__Required action__
Go to the line in the entries below that holds "Target: purple lettuce leaf" and repeat exactly from there through the line that holds "Mark one point on every instance of the halved", inclusive.
START Stored data
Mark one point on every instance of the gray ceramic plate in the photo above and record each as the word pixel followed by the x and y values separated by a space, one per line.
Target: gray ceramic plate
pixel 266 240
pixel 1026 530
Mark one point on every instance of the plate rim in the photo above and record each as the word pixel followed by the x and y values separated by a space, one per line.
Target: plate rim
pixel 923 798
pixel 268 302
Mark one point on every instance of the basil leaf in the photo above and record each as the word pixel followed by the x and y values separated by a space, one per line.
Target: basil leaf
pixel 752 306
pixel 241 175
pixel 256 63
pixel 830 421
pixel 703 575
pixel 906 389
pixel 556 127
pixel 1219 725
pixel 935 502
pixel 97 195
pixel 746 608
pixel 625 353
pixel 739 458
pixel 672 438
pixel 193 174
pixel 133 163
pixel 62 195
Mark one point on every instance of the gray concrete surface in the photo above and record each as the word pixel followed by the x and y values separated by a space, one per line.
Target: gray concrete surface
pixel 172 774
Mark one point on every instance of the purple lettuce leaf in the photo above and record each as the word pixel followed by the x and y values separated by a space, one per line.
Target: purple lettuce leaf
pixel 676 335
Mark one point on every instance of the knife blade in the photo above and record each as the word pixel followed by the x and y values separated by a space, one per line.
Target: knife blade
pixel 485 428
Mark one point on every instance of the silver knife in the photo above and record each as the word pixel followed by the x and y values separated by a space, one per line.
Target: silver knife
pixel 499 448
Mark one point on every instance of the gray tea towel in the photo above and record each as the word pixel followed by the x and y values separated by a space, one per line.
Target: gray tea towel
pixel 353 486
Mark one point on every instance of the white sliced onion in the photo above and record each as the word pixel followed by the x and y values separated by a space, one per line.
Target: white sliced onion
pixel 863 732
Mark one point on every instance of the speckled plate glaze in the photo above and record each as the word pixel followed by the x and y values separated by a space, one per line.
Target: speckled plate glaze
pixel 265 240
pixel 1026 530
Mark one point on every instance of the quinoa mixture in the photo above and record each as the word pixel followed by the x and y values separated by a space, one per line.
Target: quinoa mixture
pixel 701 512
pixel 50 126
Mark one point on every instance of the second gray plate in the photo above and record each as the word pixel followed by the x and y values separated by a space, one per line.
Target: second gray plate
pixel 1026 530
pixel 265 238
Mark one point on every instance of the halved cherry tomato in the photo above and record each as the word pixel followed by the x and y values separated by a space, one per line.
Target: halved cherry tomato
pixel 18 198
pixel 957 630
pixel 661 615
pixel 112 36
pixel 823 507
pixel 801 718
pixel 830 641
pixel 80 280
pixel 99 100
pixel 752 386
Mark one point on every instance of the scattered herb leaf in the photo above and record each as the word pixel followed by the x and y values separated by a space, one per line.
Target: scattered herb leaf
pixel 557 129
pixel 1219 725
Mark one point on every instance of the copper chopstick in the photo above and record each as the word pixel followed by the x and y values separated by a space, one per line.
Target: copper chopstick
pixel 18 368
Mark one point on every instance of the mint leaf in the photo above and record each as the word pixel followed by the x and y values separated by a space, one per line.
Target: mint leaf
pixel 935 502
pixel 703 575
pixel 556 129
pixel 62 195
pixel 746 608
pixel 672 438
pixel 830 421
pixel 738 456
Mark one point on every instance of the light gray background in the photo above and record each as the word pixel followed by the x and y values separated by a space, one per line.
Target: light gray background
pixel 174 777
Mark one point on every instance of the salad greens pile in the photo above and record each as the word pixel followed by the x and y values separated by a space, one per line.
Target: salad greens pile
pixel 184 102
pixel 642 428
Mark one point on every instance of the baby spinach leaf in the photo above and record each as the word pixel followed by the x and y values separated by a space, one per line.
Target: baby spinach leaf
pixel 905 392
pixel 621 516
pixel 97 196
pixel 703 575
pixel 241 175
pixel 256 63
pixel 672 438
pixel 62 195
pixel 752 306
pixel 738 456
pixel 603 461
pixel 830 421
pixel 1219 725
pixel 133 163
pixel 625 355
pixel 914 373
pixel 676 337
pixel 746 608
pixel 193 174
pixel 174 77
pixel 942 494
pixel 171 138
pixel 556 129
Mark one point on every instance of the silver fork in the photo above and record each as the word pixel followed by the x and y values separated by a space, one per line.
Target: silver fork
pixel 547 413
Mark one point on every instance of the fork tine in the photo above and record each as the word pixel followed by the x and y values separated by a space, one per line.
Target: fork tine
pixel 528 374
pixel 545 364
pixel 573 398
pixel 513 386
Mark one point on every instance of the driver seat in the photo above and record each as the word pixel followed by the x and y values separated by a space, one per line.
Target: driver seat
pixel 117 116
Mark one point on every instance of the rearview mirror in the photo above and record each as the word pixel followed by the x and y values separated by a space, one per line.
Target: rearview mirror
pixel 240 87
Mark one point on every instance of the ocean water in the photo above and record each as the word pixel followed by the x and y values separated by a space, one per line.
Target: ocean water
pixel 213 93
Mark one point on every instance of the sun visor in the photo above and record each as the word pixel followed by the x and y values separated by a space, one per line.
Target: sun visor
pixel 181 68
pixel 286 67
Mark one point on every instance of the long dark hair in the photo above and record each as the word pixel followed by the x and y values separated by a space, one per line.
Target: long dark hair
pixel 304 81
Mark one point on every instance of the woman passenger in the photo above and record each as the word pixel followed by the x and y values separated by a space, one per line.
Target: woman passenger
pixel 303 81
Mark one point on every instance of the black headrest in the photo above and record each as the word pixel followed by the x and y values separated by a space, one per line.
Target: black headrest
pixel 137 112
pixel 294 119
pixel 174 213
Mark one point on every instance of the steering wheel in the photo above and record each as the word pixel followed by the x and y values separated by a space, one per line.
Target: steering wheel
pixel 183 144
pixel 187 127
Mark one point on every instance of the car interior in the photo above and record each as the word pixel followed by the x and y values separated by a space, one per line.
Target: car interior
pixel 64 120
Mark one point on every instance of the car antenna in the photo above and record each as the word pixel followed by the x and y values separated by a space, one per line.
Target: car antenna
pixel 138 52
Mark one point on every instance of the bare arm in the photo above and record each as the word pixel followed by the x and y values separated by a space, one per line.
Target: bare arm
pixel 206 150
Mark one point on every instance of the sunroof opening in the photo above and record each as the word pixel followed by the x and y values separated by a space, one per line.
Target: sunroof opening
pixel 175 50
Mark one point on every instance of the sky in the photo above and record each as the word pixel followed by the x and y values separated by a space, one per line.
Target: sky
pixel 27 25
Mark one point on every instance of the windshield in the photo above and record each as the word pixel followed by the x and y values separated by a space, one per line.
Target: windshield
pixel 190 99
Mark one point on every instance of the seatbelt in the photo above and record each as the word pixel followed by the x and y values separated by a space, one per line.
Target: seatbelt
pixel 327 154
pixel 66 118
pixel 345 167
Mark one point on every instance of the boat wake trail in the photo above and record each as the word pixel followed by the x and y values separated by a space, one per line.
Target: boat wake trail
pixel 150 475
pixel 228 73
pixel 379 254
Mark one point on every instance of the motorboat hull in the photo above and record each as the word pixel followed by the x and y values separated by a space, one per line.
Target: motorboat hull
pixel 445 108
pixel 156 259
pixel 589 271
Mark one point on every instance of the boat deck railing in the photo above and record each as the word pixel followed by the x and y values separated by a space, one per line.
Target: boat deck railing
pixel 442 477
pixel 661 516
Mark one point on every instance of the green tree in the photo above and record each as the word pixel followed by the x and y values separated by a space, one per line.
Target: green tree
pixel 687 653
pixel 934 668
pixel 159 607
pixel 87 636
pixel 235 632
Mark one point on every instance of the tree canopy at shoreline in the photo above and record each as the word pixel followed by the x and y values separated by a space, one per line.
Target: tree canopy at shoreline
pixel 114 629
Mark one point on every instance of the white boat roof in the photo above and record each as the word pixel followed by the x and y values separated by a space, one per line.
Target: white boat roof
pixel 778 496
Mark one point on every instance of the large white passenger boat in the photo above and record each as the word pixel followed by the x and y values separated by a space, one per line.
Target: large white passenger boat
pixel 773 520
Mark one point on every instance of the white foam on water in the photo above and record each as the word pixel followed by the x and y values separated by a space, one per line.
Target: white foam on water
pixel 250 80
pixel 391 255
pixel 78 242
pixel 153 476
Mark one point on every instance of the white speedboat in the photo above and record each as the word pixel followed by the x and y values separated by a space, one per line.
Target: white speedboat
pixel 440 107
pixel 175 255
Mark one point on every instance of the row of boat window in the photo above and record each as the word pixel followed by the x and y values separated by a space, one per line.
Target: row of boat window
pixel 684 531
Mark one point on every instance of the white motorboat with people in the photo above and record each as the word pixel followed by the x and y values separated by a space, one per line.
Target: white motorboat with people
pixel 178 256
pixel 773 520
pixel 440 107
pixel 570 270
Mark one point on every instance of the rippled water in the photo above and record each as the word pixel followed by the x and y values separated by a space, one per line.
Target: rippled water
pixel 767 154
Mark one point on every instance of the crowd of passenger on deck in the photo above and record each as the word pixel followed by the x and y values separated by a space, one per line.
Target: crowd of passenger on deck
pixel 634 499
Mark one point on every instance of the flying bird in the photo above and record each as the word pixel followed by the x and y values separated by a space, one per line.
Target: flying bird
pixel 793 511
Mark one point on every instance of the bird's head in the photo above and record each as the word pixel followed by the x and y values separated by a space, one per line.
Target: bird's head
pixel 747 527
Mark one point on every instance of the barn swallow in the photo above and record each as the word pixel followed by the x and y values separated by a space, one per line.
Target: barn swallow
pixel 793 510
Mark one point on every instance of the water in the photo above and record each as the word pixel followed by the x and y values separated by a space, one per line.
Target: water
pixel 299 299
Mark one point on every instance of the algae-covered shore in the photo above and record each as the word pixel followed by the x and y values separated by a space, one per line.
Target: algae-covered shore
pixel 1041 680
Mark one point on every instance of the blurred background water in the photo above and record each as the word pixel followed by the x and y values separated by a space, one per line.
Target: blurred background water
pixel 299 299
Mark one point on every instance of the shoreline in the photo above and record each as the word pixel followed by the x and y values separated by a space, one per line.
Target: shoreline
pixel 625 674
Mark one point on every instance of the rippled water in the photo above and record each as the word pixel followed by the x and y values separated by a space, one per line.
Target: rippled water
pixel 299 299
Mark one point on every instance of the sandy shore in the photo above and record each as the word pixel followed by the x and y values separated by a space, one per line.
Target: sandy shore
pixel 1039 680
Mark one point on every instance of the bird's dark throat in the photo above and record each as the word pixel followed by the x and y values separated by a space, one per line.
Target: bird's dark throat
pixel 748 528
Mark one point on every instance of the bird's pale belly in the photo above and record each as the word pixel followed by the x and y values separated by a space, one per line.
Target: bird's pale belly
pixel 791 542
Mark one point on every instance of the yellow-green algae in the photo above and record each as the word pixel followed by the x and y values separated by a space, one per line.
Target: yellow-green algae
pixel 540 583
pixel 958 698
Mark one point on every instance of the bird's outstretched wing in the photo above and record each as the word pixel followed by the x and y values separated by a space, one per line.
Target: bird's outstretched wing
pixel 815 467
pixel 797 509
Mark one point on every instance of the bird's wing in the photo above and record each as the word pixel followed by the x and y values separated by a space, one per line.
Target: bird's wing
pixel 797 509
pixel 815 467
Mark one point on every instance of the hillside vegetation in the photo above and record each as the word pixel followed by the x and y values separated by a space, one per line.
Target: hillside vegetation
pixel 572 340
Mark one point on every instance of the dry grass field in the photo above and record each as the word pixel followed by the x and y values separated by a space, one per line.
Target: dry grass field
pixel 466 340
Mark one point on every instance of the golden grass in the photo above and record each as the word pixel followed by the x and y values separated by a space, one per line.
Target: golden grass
END Stored data
__Written reply__
Target: purple lettuce leaf
pixel 676 335
Mark one point on every instance of the knife blade in the photo above and record each as the word pixel followed by the x and y values separated by a space, one per line.
Target: knife blade
pixel 485 428
Mark one point on every instance of the silver knife in the photo above and record each as the word pixel followed by the x and y values separated by a space, one per line.
Target: silver knife
pixel 499 448
Mark one point on every instance of the gray tea towel in the photo above and record each as the word pixel followed by the x and y values separated by a space, one per line.
Target: gray tea towel
pixel 353 486
Mark one point on every instance of the white sliced onion in the photo above and record each as the word pixel followed by the x and y values separated by a space, one per line.
Target: white sliced onion
pixel 863 732
Mark one point on every instance of the speckled plate glaze in the photo above and record each as the word pixel followed by the x and y values separated by a space, one per line.
Target: speckled plate glaze
pixel 265 240
pixel 1026 530
Mark one point on every instance of the quinoa mixture in the photo above and record each as the word pixel followed by the x and y values separated by a space, one per line.
Target: quinoa mixture
pixel 701 512
pixel 50 126
Mark one point on every instance of the second gray plate in the photo above and record each as the word pixel followed by the x and y values separated by a space, one per line.
Target: second gray plate
pixel 1026 530
pixel 265 238
Mark one point on every instance of the halved cherry tomato in the photo above and record each as the word pixel followed by the x and y values separated by a space, one per line.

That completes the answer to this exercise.